EXERCISE A: Gather every line of the listing that contains the string "stone", copying each line in full. Case counts.

** begin TEXT EXCERPT **

CS6907-13 Big Data and Analytics
CS6907-13 Big Data and Analytics
CS3907-80/CS444-10 Big Data and Analytics
Class project #3
Text Analytics in R
1. Data Set: acq
The problem is to process a large set of documents (50) to understand how text analytics works.
The function acq in the R package tm references a corpus of 50 documents.
You can start by following the slides in Lecture 7.
You should do at least the following:
a. For the complete set of documents, try the functions in lecture 7. What happens? Does it yield anything understandable about the documents.
b. Find the 15 longest documents (in number of words).
c. For each document work through the examples given in Lecture 7 to display the dendrogram and the WordCloud.
For the following you will need to write R functions to help you compute the results.
Use the packages textreuse, wordnet, zipfR
d. Prior to removing the punctuation, find the longest word and longest sentence in each document from the 15 largest documents.
e. Print a table of the length of each sentence in each of the 10 documents.
f. For each sentence of each document, remove the punctuation. Display the sentences.
g. For each word print its part of speech using the Wordnet package.
h. Analyze word frequency using functions from package zipfR.
2. Deliverables: You will deliver your results by putting a zipfile in your group’s Blackboard file, with the following naming convention: Group-N-Project-3.zip, where N is your group number. Your deliverable should encompass the following items:
A listing of all R functions that you have written
A document giving your results which should include your assessment of applying the different techniques to the data provided.
Remember to save your workspace! In your Group area would be a good place so all members can get to it.
Include in your Word document the results required
(use a CTRL-ALT-PrintScreen) to grab the screen
You may use Irfanview 4.40, irfanview@gmx.net. Paste in the screen image, and copy the image as JPEG to drop into your Word document.
3. Due Date: May 4, 2017 COB
4. Project #3 Value: 25 points
a. Document R functions: 3 points
b. Presentation and discussion of results from the experiments that you run using the different functions from Lecture 7: parts (a) through (h) 2 points each. Include plots where applicable.
c. Write an R function to search through the documents to find a specific word or phrase. Print the document number, line number, and word index in the sentence. Demonstrate with three examples. Use words of 6 characters or more as your test cases. 3 points.
d. Analysis of what this project helped you learn about data science, e.g., the exploration of data which is what you have been doing: 3 points
2

** end TEXT EXCERPT **
** begin MATERIAL **

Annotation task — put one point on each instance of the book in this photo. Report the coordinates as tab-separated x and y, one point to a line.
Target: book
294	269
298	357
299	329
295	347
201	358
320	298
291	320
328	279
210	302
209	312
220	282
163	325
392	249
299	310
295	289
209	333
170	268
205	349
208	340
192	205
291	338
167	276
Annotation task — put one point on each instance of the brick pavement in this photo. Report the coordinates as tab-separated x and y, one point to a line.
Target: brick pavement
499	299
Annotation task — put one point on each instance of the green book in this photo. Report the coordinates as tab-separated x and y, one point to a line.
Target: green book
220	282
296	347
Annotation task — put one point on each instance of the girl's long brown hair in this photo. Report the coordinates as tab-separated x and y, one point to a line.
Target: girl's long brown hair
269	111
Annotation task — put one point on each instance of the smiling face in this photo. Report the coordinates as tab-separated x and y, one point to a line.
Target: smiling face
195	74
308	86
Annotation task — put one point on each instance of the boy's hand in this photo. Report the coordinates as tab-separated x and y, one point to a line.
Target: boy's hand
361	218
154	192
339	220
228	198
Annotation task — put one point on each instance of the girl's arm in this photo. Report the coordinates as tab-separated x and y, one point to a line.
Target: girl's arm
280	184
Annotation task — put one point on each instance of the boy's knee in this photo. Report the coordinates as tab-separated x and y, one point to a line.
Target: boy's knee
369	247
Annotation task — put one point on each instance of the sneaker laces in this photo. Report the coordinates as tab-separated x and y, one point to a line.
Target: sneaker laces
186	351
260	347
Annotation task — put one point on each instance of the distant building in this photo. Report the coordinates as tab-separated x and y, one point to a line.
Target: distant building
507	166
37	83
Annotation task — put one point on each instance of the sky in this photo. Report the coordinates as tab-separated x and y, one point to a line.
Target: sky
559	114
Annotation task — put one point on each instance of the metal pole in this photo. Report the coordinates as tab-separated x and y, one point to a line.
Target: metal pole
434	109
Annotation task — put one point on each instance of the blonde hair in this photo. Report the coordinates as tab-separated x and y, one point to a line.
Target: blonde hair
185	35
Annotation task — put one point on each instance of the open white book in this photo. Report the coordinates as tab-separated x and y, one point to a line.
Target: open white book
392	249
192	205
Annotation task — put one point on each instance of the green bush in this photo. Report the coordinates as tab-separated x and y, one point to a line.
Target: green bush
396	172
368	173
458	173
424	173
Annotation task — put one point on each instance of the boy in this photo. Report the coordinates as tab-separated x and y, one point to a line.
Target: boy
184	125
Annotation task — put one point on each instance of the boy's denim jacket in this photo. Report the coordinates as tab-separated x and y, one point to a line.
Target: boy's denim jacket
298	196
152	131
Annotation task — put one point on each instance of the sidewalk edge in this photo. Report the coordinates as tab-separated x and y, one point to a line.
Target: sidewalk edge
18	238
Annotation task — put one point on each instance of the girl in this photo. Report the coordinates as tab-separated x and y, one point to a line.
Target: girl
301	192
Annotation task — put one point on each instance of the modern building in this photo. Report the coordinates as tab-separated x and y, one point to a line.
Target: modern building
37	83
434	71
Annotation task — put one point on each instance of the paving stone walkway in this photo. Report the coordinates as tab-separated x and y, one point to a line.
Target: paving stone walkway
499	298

** end MATERIAL **

EXERCISE B: According to the project assignment, what naming convention must the zipfile follow?

WRITTEN RESPONSE A:
Annotation task — put one point on each instance of the paving stone walkway in this photo. Report the coordinates as tab-separated x and y, one point to a line.
Target: paving stone walkway

WRITTEN RESPONSE B: Group-N-Project-3.zip, where N is the group number.